#### SUPPLIED RECORDS:
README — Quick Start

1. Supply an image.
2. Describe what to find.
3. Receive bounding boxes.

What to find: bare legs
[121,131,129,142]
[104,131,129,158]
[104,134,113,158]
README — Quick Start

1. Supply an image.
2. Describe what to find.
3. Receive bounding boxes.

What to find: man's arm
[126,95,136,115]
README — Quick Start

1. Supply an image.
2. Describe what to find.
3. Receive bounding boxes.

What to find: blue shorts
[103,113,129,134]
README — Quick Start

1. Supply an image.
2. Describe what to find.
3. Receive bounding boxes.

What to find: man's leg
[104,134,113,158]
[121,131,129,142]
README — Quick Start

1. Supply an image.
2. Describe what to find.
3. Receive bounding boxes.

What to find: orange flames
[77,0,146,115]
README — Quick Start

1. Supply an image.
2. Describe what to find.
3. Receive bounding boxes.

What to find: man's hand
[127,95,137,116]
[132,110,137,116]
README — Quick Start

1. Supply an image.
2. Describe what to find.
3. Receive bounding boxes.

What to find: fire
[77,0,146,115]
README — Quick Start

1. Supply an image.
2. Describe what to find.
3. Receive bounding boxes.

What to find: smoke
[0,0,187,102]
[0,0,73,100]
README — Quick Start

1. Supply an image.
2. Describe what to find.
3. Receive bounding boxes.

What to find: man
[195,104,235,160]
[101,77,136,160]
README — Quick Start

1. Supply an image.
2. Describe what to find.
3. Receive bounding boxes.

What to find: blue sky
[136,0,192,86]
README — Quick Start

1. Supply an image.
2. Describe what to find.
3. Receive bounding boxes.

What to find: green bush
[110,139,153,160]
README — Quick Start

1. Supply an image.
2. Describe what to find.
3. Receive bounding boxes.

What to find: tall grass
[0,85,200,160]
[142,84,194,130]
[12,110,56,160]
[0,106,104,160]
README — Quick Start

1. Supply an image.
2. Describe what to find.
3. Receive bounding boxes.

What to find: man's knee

#### STATED GOAL:
Rewrite the listing above with every instance of "Supply" changed to "Provide", leaving everything else unchanged.

#### THE OUTPUT:
README — Quick Start

1. Provide an image.
2. Describe what to find.
3. Receive bounding boxes.

What to find: bare legs
[121,131,129,142]
[104,131,129,158]
[104,134,113,158]
README — Quick Start

1. Provide an image.
2. Describe what to find.
3. Receive bounding boxes.

What to find: man's arm
[126,95,136,115]
README — Quick Start

1. Provide an image.
2. Describe what to find.
3. Receive bounding boxes.

What to find: blue shorts
[103,113,129,134]
README — Quick Start

1. Provide an image.
2. Describe what to find.
3. Receive bounding boxes.

What to find: man's leg
[104,134,113,158]
[121,131,129,142]
README — Quick Start

1. Provide an image.
2. Describe what to find.
3. Receive bounding boxes.

What to find: orange flames
[77,0,146,115]
README — Quick Start

1. Provide an image.
2. Describe what to find.
3. Receive bounding boxes.

What to find: man's hand
[127,95,137,116]
[132,110,137,116]
README — Quick Start

1. Provide an image.
2. Describe what to find.
3. Receive bounding boxes.

What to find: fire
[77,0,146,115]
README — Quick Start

1. Provide an image.
2. Describe what to find.
3. Receive bounding boxes.

What to find: smoke
[0,0,187,102]
[0,0,73,100]
README — Quick Start

1. Provide an image.
2. Describe what to find.
3. Receive bounding boxes.

What to find: man
[195,104,235,160]
[101,77,136,160]
README — Quick Start

1. Provide an image.
2. Describe what to find.
3. Receive bounding boxes.

What to find: blue sky
[136,0,192,86]
README — Quick Start

1. Provide an image.
2. Describe what to find.
3. Receive bounding boxes.

What to find: green bush
[110,139,153,160]
README — Quick Start

1. Provide an image.
2. Describe what to find.
3. Receive bounding boxes.

What to find: tall grass
[0,85,200,160]
[142,84,194,130]
[12,110,56,160]
[0,106,104,160]
README — Quick Start

1. Provide an image.
2. Describe what to find.
3. Receive bounding boxes.

What to find: man's knee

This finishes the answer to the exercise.